-- Start Data supplied --

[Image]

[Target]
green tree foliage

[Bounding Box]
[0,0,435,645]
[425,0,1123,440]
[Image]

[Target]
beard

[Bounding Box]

-- End Data supplied --

→ To do
Rewrite the lines above, replacing "Target" with "Object" wherever it occurs and keeping everything else unchanged.

→ Task output
[Image]

[Object]
green tree foliage

[Bounding Box]
[0,0,435,645]
[425,0,1123,440]
[Image]

[Object]
beard

[Bounding Box]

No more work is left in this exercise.